(Supplied entries Opens)
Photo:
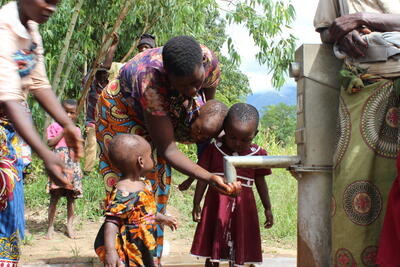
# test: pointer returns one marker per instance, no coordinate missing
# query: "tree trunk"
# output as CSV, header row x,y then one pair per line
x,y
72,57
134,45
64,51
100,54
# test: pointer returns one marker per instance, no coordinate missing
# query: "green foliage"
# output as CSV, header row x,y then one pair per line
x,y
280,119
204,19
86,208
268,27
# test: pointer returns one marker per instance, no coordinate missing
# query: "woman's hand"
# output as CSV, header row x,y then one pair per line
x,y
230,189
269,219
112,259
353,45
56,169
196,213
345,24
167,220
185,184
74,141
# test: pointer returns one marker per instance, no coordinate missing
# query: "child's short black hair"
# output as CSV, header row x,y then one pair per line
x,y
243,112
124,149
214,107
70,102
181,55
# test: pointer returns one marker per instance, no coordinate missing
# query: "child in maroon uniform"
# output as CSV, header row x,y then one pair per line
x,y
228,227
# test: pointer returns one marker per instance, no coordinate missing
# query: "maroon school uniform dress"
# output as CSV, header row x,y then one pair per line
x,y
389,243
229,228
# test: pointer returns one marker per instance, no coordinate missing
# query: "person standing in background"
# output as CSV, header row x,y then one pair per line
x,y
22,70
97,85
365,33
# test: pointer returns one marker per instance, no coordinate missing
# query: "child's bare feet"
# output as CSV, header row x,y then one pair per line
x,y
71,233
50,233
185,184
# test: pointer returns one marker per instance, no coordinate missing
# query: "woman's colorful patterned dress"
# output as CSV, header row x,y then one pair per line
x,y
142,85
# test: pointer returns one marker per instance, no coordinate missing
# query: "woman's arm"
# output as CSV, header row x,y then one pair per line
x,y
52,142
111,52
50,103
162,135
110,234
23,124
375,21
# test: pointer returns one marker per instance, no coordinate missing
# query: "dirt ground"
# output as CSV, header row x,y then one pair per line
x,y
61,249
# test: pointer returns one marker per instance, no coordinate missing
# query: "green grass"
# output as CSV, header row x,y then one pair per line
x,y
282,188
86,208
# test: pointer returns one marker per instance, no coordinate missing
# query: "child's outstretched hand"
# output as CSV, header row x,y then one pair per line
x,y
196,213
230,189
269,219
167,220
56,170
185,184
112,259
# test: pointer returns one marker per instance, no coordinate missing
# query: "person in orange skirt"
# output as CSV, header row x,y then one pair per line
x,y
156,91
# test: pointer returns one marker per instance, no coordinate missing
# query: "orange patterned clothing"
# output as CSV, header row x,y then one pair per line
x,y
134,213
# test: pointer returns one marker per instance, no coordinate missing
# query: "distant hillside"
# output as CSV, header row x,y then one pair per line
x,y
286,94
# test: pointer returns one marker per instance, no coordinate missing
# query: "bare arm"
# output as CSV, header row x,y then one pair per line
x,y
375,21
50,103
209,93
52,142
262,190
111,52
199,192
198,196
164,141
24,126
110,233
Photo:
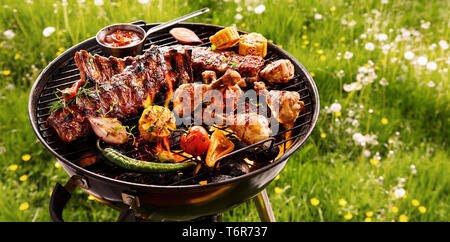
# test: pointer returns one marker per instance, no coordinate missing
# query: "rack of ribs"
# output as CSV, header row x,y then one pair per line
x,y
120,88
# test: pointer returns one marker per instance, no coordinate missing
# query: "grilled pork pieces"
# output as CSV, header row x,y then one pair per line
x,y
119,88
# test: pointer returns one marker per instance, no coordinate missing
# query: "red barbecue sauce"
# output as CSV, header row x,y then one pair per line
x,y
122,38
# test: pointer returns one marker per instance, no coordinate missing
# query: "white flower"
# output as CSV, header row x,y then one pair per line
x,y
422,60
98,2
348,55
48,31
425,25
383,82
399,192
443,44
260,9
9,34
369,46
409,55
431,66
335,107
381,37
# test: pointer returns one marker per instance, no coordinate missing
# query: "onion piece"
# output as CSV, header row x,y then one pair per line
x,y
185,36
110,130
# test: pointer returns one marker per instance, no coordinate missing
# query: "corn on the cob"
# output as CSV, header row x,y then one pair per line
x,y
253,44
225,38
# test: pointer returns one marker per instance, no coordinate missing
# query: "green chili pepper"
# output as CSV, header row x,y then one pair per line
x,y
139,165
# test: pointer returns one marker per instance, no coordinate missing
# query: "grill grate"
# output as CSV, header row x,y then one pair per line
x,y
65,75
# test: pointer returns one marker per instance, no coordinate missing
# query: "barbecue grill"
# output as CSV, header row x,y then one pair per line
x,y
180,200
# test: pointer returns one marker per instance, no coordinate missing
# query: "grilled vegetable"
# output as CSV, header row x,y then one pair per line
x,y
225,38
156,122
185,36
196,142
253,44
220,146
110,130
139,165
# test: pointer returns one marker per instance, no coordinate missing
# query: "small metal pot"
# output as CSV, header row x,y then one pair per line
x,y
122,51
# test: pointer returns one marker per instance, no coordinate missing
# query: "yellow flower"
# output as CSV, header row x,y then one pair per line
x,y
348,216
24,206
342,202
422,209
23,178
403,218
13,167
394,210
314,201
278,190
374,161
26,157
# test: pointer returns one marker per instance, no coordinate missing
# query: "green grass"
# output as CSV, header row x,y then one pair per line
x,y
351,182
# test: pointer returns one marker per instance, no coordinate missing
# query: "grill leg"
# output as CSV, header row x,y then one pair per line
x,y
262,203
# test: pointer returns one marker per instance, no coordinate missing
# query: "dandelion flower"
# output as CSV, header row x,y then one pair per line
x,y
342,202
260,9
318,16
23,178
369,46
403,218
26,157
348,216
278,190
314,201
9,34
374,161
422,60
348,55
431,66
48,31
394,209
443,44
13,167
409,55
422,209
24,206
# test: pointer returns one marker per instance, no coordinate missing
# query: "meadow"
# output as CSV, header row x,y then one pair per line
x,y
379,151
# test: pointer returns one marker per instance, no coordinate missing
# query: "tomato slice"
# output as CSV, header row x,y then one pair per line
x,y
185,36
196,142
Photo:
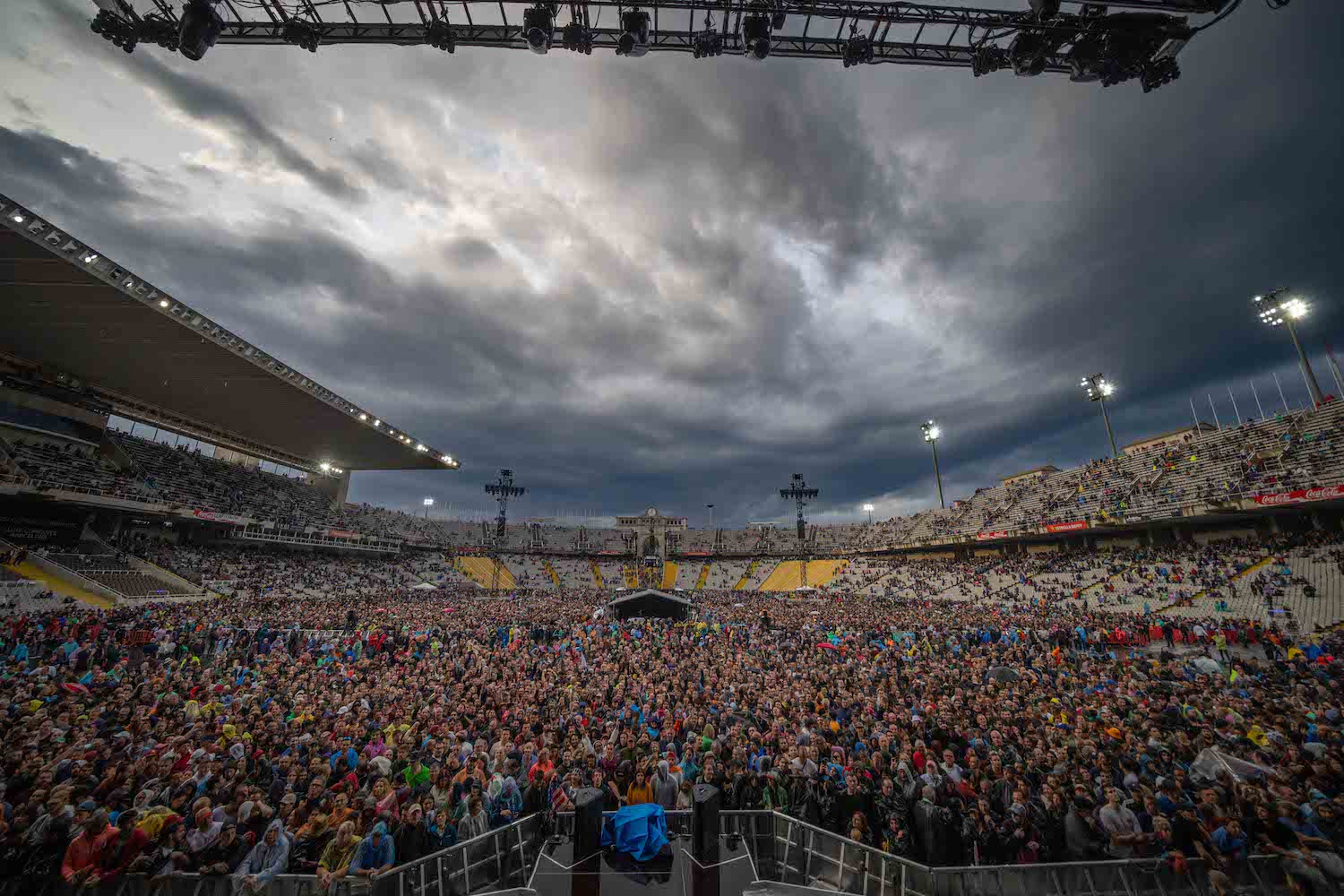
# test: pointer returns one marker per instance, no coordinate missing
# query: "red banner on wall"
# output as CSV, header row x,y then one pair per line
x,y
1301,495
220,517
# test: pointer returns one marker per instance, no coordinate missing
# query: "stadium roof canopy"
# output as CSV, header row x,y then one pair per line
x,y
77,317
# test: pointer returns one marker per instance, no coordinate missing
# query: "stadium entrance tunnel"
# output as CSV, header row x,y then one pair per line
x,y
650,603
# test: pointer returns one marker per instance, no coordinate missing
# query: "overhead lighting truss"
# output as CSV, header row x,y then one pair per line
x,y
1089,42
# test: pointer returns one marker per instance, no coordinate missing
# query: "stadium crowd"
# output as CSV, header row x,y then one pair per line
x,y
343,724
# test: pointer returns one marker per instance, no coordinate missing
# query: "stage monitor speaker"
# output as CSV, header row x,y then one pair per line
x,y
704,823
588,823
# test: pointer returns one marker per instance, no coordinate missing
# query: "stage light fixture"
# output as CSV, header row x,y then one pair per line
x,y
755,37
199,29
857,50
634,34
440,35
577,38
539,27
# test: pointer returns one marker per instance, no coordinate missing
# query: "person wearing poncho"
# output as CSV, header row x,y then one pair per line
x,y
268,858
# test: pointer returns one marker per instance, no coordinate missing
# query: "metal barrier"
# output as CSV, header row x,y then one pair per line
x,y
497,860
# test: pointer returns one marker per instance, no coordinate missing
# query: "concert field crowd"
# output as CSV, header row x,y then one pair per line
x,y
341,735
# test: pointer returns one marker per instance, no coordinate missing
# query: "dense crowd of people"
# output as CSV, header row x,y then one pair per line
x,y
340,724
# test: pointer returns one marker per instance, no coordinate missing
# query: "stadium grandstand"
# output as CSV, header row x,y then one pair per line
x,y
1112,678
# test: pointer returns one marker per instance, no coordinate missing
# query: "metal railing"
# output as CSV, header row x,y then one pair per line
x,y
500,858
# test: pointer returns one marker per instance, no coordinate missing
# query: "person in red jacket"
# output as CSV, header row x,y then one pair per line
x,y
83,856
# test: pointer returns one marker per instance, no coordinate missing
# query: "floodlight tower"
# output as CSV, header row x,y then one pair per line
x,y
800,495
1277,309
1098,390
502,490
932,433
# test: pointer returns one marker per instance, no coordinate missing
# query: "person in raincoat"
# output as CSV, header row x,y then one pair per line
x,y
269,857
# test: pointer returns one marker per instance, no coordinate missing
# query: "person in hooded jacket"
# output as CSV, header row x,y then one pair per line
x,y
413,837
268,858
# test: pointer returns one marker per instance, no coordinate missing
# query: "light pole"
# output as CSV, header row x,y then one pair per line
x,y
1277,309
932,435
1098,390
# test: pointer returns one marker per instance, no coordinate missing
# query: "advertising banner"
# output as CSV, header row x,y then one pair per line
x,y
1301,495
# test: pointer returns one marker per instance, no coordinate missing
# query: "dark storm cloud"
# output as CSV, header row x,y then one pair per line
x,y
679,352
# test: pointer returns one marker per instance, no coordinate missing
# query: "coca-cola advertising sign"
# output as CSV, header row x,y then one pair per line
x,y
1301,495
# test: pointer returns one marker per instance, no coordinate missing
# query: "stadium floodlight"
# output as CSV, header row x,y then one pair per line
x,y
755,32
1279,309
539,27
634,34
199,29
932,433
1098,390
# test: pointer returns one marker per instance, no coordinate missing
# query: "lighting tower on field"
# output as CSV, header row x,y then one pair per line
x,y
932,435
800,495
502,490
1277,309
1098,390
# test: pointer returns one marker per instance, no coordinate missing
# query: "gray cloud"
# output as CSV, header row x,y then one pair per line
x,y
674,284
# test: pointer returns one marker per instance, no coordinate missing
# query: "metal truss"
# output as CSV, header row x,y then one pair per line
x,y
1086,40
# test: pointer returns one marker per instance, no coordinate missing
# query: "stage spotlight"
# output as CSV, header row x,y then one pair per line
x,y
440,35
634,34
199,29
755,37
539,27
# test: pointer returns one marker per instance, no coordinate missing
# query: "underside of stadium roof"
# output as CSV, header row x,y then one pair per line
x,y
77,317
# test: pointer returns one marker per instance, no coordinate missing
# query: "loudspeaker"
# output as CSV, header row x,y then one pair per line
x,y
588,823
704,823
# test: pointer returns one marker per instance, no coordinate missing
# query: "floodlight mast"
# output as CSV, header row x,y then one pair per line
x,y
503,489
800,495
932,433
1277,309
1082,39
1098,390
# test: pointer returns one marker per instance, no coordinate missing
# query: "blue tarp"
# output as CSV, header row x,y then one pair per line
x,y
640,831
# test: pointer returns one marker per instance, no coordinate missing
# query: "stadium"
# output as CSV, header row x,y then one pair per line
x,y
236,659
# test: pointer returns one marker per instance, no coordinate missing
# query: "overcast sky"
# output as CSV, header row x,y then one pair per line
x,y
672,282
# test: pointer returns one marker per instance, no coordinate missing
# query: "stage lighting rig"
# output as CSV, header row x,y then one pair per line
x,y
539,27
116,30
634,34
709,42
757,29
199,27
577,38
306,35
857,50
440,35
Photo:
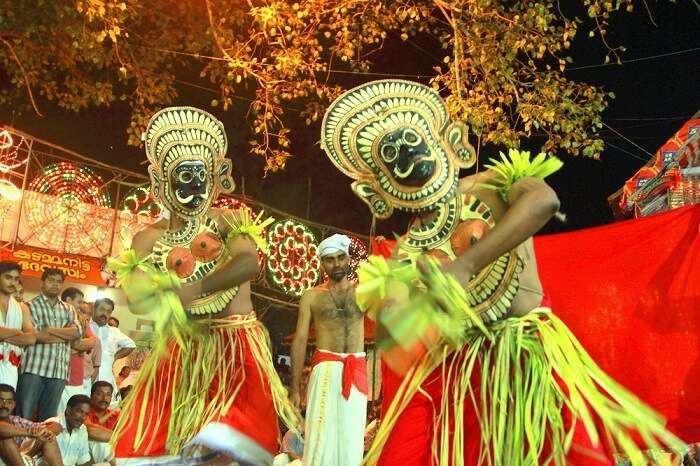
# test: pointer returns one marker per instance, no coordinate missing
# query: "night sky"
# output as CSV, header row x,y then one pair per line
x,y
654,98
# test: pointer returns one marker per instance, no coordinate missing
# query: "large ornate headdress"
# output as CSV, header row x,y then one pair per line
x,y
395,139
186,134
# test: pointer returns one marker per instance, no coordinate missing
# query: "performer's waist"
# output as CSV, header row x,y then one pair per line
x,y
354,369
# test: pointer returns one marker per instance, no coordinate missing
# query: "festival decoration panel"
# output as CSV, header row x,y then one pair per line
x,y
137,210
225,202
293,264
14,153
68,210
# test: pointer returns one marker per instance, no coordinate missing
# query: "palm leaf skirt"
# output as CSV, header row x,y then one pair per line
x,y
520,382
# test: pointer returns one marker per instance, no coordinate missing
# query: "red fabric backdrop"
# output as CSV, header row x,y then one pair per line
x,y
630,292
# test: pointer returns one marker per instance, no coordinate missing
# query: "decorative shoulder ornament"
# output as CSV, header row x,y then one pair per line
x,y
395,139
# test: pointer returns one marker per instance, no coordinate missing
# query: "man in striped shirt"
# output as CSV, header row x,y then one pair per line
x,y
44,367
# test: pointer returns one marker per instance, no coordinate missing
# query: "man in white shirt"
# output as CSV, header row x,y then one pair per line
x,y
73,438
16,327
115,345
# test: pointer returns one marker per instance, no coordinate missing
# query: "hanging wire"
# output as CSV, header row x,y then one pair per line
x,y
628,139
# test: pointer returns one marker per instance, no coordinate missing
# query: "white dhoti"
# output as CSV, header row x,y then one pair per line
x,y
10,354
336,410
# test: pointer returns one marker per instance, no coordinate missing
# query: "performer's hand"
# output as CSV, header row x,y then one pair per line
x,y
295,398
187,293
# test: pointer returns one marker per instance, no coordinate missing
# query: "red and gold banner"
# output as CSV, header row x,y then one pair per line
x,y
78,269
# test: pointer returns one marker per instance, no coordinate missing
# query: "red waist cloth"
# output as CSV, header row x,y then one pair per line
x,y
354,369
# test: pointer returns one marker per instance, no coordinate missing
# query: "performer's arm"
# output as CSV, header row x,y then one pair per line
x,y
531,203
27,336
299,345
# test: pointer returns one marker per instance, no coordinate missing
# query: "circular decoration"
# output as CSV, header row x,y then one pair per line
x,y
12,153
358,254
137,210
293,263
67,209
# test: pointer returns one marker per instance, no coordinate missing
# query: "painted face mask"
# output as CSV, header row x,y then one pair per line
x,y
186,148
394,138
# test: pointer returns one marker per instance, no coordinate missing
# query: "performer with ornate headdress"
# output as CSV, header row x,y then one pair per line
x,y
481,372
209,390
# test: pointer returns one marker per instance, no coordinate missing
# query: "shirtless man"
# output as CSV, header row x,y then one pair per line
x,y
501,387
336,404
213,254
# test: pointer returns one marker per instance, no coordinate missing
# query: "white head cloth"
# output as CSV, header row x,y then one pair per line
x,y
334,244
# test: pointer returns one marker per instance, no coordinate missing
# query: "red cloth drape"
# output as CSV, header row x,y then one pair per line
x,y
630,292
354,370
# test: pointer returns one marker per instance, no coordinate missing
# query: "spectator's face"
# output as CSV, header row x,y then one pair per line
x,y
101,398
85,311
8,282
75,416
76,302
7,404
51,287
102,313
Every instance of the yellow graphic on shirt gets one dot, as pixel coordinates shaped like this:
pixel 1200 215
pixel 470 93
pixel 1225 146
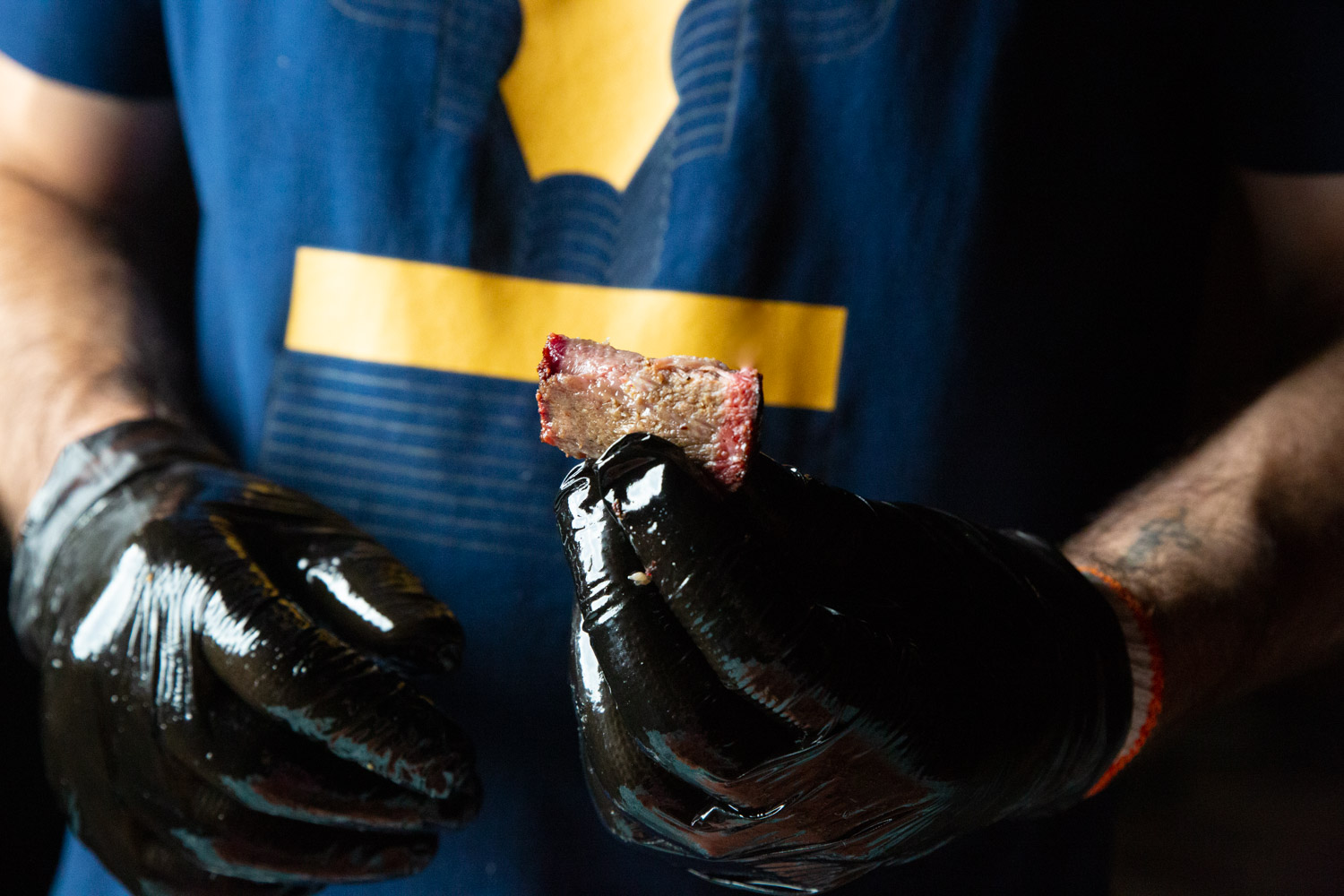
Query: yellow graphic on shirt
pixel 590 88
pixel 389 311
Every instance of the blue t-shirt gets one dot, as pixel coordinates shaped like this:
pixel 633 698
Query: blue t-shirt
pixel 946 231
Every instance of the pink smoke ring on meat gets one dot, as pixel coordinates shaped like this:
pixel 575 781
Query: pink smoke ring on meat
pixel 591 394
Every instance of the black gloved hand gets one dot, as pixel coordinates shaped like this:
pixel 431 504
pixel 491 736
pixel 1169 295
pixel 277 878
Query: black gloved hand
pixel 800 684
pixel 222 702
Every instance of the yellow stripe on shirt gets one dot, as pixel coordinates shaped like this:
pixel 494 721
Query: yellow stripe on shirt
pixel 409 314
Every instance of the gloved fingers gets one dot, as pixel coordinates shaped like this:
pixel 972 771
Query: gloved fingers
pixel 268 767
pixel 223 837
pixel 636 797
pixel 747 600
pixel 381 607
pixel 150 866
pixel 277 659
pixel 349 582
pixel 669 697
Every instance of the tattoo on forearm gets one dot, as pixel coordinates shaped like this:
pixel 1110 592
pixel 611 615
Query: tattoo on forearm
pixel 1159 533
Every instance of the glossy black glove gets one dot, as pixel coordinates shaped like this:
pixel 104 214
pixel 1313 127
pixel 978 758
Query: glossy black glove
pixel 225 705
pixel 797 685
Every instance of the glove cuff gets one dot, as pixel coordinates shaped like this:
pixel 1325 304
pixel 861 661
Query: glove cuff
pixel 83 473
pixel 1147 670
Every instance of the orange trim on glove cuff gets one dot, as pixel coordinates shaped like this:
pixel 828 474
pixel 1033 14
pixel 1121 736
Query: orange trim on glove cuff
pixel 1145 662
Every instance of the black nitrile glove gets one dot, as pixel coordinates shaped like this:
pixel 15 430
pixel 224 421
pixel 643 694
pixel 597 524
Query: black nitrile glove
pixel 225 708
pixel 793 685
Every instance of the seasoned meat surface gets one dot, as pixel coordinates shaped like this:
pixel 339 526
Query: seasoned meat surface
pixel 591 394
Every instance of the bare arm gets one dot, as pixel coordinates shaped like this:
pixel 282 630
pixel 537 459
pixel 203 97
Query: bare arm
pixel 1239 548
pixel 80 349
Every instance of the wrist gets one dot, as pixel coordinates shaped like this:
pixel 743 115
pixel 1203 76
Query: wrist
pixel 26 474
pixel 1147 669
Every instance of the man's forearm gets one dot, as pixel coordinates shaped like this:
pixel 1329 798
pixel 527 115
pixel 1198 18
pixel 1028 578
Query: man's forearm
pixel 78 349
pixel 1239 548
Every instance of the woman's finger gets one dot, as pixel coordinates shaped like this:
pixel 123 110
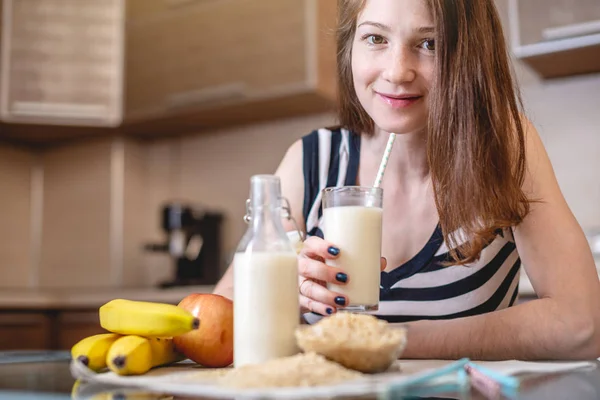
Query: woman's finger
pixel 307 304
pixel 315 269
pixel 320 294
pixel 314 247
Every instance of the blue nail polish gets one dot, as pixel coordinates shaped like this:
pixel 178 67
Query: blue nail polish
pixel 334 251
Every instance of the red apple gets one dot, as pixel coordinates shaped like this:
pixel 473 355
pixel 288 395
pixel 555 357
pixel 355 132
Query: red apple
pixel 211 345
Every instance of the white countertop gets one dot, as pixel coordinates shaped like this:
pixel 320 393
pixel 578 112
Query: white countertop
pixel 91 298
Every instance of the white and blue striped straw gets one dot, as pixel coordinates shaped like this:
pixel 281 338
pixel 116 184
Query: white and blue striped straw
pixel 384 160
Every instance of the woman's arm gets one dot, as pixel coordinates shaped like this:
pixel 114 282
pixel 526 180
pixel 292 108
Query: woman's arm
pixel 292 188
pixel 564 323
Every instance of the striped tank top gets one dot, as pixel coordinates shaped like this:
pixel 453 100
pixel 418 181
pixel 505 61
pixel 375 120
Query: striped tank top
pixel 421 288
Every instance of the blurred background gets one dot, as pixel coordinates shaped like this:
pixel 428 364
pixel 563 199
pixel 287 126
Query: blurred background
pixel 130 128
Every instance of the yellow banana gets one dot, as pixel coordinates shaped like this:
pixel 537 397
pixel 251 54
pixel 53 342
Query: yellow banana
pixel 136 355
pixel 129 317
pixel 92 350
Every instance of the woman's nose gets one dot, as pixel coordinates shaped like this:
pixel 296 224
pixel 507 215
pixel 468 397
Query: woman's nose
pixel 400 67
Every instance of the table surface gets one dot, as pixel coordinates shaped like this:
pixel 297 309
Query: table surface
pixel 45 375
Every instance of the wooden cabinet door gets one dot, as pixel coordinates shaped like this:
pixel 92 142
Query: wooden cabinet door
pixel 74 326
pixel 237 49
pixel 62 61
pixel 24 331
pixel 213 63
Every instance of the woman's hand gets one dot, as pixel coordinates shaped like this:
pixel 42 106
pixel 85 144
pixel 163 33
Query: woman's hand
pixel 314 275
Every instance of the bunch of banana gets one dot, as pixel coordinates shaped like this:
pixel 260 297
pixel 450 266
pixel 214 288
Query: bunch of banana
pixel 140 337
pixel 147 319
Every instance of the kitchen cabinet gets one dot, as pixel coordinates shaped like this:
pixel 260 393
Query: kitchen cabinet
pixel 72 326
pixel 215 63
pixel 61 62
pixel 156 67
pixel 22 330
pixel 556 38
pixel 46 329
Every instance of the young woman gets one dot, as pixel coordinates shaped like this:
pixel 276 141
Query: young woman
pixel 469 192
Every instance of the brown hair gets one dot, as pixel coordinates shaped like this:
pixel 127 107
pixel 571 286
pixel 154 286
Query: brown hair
(Supplied entries Closes)
Brief: All lines of the records above that contain the word "person" are to be copied out.

Answer to this problem:
# query: "person standing in background"
# query: "person in orange skirt"
# query: "person wearing poncho"
# query: "person in red jacket"
# query: "person in raincoat"
# query: "person in hooded jacket"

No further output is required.